## [THE INPUT]

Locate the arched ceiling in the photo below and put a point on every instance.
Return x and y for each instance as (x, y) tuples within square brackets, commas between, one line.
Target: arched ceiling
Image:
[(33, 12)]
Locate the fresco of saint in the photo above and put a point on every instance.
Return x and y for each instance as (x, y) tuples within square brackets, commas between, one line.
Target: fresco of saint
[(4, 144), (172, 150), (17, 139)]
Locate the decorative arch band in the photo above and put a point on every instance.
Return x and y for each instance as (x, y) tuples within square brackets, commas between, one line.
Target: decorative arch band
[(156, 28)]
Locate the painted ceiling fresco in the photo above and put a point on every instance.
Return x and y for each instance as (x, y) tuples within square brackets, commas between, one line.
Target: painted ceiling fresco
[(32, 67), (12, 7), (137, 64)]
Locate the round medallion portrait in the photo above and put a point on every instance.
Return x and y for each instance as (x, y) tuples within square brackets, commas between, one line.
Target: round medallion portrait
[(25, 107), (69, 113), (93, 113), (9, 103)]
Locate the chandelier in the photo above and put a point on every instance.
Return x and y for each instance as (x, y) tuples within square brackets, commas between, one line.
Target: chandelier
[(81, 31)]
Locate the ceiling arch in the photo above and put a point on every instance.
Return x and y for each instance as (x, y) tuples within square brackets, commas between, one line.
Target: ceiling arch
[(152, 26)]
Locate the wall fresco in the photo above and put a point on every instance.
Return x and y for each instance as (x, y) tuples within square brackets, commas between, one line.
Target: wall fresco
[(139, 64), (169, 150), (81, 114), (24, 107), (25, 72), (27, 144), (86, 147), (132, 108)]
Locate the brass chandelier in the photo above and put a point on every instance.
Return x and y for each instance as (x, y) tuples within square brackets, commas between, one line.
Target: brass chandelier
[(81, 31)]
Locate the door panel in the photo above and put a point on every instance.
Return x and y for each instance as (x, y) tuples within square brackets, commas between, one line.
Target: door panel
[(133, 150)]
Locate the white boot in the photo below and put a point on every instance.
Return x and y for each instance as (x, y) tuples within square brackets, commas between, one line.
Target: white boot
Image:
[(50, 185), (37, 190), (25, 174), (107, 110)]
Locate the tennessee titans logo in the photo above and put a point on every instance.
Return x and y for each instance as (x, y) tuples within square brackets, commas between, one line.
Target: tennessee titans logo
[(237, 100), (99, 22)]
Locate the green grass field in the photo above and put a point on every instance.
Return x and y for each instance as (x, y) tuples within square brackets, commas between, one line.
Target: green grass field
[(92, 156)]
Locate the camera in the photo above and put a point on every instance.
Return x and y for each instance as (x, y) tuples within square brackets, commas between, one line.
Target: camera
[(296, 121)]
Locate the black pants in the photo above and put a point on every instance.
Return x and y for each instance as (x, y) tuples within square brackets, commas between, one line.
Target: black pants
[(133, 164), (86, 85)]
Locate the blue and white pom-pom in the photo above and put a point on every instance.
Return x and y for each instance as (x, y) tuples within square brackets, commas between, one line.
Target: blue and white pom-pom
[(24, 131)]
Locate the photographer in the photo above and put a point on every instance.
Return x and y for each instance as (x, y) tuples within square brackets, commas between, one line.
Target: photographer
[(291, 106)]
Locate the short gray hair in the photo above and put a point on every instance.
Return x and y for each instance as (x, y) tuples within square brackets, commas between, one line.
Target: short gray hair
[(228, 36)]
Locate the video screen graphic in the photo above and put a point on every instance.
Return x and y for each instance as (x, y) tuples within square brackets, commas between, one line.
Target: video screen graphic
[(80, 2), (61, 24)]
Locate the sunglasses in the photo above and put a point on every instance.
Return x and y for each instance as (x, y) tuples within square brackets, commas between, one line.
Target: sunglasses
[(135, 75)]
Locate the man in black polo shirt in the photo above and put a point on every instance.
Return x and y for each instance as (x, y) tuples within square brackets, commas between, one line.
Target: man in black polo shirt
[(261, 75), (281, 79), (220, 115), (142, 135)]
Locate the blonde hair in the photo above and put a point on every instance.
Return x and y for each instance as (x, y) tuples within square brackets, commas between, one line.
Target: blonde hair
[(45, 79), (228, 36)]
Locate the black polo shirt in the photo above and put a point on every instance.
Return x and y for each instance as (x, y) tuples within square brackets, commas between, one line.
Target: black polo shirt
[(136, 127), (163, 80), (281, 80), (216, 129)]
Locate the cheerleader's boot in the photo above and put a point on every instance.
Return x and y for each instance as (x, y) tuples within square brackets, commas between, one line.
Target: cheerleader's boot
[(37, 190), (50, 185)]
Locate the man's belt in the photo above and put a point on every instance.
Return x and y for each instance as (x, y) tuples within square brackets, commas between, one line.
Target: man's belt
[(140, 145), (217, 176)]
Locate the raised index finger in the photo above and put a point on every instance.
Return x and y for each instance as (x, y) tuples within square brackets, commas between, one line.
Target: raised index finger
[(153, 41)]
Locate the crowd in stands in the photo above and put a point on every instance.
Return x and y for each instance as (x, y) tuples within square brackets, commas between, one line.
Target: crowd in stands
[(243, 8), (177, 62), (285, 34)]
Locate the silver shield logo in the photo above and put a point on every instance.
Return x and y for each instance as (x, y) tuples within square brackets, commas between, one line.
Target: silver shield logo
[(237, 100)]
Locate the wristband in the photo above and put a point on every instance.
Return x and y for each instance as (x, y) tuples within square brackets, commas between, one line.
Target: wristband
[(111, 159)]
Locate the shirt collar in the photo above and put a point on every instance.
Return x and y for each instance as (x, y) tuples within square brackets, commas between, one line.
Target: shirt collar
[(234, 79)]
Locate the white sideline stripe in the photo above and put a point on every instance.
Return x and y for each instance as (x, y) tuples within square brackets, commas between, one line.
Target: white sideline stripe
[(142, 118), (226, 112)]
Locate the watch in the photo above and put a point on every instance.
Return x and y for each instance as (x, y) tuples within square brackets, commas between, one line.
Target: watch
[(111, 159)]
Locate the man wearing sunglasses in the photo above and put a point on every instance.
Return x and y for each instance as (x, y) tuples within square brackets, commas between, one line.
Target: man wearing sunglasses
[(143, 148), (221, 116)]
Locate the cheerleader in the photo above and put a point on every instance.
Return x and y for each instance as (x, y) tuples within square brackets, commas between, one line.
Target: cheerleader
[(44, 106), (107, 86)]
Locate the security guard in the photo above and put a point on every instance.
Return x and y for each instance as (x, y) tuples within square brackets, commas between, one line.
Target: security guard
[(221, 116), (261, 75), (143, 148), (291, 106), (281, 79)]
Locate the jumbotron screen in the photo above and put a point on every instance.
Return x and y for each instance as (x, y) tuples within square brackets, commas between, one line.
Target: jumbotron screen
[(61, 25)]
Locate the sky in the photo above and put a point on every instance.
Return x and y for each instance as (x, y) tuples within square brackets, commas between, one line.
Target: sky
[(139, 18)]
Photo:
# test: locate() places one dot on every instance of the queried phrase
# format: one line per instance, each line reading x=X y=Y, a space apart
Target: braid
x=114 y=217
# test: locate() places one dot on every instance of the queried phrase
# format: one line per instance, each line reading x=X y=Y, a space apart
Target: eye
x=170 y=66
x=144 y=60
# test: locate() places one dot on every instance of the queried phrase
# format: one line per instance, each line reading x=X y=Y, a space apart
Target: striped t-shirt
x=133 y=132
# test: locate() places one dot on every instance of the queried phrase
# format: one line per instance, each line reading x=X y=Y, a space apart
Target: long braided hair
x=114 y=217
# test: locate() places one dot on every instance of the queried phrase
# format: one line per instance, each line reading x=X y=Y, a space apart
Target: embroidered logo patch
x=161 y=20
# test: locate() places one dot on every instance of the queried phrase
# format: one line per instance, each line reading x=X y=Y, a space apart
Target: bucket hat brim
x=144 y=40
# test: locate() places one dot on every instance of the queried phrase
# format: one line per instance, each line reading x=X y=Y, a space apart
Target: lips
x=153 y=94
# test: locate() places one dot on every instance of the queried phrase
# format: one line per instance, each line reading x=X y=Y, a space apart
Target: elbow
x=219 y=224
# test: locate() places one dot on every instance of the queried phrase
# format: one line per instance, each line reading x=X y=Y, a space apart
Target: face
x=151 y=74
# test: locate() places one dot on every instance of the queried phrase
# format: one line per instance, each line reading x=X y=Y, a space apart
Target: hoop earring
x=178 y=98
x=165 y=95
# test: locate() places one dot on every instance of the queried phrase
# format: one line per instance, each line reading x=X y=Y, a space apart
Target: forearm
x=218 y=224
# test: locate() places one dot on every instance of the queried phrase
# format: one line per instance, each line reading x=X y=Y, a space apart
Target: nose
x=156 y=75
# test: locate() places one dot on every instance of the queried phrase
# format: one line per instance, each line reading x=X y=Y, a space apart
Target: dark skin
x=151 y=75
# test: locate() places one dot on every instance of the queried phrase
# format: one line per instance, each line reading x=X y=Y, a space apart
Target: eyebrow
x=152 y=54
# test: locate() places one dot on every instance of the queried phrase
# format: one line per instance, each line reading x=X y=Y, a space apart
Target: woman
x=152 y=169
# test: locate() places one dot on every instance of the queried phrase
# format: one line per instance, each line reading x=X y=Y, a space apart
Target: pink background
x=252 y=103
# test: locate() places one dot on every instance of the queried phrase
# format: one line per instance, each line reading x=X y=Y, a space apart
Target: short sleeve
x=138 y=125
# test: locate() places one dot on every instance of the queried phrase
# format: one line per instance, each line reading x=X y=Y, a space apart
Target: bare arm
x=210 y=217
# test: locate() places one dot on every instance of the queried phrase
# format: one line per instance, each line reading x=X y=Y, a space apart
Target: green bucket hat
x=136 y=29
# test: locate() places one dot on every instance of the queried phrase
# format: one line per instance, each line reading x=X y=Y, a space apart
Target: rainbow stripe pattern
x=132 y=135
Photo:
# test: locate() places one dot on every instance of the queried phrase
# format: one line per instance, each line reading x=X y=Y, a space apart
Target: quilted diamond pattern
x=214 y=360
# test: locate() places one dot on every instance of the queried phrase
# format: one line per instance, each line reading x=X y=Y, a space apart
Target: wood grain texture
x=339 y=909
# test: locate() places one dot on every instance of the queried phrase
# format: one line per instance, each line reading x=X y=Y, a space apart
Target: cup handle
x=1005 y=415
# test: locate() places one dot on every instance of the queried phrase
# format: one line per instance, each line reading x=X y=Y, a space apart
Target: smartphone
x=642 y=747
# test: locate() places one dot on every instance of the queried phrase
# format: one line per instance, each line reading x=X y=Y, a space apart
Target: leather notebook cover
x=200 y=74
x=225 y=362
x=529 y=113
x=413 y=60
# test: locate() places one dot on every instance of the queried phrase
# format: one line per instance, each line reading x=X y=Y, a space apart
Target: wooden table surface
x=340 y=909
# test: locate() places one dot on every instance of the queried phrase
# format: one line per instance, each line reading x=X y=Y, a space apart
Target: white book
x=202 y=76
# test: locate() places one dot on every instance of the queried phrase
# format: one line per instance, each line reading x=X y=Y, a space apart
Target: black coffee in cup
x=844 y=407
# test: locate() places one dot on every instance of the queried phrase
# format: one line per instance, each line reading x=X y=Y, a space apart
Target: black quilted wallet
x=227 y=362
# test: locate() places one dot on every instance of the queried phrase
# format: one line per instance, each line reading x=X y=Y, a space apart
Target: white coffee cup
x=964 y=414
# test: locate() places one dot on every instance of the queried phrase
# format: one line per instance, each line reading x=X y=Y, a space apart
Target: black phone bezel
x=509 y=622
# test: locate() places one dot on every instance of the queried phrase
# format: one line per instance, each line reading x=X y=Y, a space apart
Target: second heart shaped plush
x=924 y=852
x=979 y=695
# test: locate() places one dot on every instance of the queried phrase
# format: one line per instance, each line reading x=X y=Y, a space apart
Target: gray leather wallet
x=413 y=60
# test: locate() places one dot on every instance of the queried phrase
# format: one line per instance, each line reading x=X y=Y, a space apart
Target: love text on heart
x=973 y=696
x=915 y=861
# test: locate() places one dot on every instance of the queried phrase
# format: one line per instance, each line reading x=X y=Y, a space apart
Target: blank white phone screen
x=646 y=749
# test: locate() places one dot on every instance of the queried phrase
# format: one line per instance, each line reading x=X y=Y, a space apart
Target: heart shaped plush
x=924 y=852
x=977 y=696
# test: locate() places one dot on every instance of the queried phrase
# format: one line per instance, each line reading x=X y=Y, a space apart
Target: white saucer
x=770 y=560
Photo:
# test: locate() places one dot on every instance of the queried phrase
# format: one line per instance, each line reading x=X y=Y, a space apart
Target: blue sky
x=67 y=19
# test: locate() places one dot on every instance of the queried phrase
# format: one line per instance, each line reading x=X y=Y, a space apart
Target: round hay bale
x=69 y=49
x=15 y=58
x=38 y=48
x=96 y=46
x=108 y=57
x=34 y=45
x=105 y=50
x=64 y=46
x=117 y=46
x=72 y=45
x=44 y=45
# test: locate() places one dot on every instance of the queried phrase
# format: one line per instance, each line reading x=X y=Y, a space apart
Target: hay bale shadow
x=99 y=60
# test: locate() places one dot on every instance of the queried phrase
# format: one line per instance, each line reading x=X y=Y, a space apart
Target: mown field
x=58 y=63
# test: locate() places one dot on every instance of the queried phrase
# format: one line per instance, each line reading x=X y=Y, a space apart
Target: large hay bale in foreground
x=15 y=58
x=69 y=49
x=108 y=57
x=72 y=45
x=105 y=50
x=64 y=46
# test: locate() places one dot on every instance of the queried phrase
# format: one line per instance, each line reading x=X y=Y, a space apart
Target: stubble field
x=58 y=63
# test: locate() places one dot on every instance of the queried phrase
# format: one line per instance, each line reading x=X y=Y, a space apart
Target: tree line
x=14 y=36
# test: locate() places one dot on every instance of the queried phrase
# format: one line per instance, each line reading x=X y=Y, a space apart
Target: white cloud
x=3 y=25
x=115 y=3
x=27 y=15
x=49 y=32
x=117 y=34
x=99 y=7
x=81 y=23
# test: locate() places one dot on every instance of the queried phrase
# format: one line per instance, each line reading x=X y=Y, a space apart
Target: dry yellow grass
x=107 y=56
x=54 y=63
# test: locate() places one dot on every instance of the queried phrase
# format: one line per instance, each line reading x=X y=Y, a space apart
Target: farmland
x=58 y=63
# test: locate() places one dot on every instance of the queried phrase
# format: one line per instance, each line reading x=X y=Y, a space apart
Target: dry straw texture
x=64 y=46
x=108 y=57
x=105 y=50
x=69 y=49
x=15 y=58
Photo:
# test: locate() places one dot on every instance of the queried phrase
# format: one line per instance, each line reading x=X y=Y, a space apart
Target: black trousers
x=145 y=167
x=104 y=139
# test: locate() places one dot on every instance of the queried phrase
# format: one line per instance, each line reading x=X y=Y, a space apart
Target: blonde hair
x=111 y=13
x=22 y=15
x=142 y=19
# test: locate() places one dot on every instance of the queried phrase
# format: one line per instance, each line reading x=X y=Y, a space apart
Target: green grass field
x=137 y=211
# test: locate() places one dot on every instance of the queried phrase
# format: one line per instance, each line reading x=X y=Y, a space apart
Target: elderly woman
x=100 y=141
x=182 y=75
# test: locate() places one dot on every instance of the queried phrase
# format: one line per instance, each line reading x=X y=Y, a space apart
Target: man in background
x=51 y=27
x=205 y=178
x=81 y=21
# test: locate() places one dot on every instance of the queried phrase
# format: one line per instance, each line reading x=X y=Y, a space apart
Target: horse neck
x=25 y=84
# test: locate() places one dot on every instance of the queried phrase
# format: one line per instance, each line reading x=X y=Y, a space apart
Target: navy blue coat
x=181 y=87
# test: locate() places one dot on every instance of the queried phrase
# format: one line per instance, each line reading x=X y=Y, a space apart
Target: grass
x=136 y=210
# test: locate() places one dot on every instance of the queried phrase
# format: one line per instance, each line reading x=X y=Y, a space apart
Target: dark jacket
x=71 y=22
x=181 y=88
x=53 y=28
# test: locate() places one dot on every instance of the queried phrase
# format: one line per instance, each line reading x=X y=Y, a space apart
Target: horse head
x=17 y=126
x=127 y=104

## [GOAL OF THE EXERCISE]
Switch "collar" to "cuff" in the stretch from the line containing "Locate the shirt" through the line containing "[(234, 79)]", and write out only those lines with nothing else changed.

## [REPLY]
Locate the shirt cuff in the photo above and put a point on every instance.
Return x and y for each instance as (x, y) tuples within square brackets, commas between, one line.
Target: shirt cuff
[(234, 79)]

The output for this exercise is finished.